▶ **WRITTEN EXERCISE A**: In the text on race in Cuba, what was the name of the movement toward Afro-Cuban culture during the 1920s and 1930s?

▶ **GIVEN TEXT**:

Research conducted by Yesilernis Peña, Jim Sidanius and Mark Sawyer in 2003, suggests that social discrimination is still prevalent, despite the low levels of economic discrimination.
After considering the issue solved, the Cuban government moved beyond the issue of racism.  His message marked a shift in Cuban society's perception of racism that was triggered by the change in government focus."  The government's announcement easily allowed the Cuban public to deny discrimination without first correcting the stereotypes that remained in the minds of those who grew up in a Cuba that was racially and economically divided. Many who argue that racism does not exist in Cuba base their claims on the idea of Latin American Exceptionalism. According to the argument of Latin American Exceptionality, a social history of intermarriage and mixing of the races is unique to Latina America. The large mestizo populations that result from high levels of interracial union common to Latin America are often linked to racial democracy. For many Cubans this translates into an argument of "racial harmony", often referred to as racial democracy. In the case of Cuba, ideas of Latin American Exceptionalism have delayed the progress of true racial harmony.

In spite of all the promises and speeches by government leaders, racial discrimination against Afro-Cubans continues to be a major Human Rights issue for the Cuban government, even resulting in riots in Central Havana, a mostly black neighborhood in the capital.

Most of the Latin population of Tampa in the 1950s was working class and lived in restricted areas, ethnic enclaves in the vicinity of Tampa's hundreds of cigar factories. African Cubans were tolerated to an extent in the Latin quarter (where most neighborhoods and cigar factories were integrated). Ybor City and its counterpart, West Tampa, were areas that bordered on other restricted sections-areas for U.S. blacks or whites only. In this Latin quarter, there existed racial discrimination despite its subtleness.

Afrocubanismo

During the 1920s and 1930s Cuba experienced a movement geared towards Afro-Cuban culture called Afrocubanismo. The movement had a large impact on Cuban literature, poetry, painting, music, and sculpture.  It was the first artistic campaign in Cuba that focused on one particular theme: African culture.  Specifically it highlighted the struggle for independence from Spain, African slavery, and building a purely Cuban national identity.  Its goal was to incorporate African folklore and rhythm into traditional modes of art.

▶ **WRITTEN EXERCISE B**: Report every line of the listing below that contains the string "rock". Case counts.

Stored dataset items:
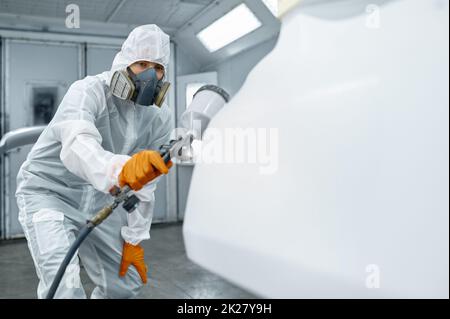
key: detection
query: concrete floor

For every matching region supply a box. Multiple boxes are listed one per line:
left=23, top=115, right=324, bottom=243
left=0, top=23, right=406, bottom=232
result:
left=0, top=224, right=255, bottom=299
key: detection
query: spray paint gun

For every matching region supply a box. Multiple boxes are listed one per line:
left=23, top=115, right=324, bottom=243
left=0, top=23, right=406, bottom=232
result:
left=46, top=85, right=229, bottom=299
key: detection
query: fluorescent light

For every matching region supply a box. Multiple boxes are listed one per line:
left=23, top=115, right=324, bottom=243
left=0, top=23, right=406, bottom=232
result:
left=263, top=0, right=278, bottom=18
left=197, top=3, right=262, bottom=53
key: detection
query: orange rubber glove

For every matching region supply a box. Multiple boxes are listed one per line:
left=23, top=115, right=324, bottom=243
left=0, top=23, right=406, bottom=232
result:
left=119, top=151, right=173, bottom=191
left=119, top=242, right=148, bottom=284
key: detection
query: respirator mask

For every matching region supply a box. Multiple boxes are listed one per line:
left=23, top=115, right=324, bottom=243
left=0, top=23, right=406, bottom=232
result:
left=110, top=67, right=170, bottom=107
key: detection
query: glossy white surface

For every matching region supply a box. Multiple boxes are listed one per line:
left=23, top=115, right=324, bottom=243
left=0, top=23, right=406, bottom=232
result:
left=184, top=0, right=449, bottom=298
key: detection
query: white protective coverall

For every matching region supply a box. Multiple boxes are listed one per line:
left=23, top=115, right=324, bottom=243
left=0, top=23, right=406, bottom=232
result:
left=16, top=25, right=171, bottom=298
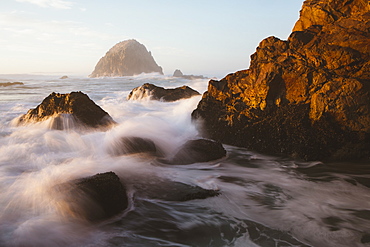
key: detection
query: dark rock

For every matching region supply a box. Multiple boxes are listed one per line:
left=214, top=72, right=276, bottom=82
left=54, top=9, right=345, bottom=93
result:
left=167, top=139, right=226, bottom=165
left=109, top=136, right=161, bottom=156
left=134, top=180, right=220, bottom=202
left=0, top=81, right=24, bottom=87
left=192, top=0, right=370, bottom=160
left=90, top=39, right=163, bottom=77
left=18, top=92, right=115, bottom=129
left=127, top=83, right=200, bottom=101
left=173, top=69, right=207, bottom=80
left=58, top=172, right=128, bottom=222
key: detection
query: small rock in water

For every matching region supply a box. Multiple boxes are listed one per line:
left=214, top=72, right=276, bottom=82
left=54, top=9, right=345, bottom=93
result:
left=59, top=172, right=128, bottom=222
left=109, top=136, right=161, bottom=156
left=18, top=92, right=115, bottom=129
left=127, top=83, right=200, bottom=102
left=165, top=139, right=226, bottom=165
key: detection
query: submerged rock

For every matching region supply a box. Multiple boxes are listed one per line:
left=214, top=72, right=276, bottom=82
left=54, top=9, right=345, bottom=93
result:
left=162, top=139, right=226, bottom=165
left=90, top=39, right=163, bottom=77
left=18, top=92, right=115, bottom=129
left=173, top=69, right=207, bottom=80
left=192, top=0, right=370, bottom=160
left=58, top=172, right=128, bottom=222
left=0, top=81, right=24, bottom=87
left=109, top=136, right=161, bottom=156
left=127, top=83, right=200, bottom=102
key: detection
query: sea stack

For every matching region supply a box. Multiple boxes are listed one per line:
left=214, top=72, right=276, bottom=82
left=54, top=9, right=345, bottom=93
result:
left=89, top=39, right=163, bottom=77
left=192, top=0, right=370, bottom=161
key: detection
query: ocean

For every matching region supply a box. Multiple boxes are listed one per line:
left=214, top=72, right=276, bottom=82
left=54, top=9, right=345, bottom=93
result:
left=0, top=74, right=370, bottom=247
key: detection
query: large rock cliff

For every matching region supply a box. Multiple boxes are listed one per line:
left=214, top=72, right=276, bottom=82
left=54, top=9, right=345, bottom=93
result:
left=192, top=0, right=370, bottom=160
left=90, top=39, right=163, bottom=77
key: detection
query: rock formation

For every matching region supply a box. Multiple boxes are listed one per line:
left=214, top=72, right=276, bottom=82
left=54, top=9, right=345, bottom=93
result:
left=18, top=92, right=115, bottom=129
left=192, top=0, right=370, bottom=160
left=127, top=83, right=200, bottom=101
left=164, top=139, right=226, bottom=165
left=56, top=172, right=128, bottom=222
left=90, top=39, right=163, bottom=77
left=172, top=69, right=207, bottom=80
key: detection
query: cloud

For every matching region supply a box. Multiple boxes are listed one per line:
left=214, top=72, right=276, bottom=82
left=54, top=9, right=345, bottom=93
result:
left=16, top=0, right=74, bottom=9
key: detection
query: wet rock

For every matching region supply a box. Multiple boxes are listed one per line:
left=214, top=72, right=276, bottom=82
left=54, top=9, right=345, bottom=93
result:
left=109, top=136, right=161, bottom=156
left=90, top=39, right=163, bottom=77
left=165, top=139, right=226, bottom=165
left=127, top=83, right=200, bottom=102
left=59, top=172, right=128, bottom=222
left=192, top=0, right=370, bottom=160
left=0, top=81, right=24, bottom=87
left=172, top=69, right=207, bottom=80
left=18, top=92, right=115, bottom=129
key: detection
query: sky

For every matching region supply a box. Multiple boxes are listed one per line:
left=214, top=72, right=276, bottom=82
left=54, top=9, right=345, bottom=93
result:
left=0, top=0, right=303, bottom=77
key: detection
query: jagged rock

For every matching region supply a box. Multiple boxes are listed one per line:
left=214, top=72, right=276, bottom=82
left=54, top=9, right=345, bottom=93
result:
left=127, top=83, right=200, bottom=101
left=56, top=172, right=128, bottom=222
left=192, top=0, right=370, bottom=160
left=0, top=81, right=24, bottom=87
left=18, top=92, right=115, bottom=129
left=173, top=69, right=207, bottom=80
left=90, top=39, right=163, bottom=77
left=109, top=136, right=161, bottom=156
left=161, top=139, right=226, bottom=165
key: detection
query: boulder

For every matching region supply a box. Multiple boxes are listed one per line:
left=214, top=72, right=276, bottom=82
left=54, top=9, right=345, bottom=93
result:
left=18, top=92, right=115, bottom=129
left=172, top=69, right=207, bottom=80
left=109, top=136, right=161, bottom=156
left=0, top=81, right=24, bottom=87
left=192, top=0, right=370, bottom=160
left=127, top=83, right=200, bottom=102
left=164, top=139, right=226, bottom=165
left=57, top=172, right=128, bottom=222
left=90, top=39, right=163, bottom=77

▶ **PROBLEM SOLUTION A**: Afrocubanismo

▶ **PROBLEM SOLUTION B**:
query: dark rock
query: small rock in water
query: submerged rock
query: large rock cliff
query: rock formation
query: wet rock
query: jagged rock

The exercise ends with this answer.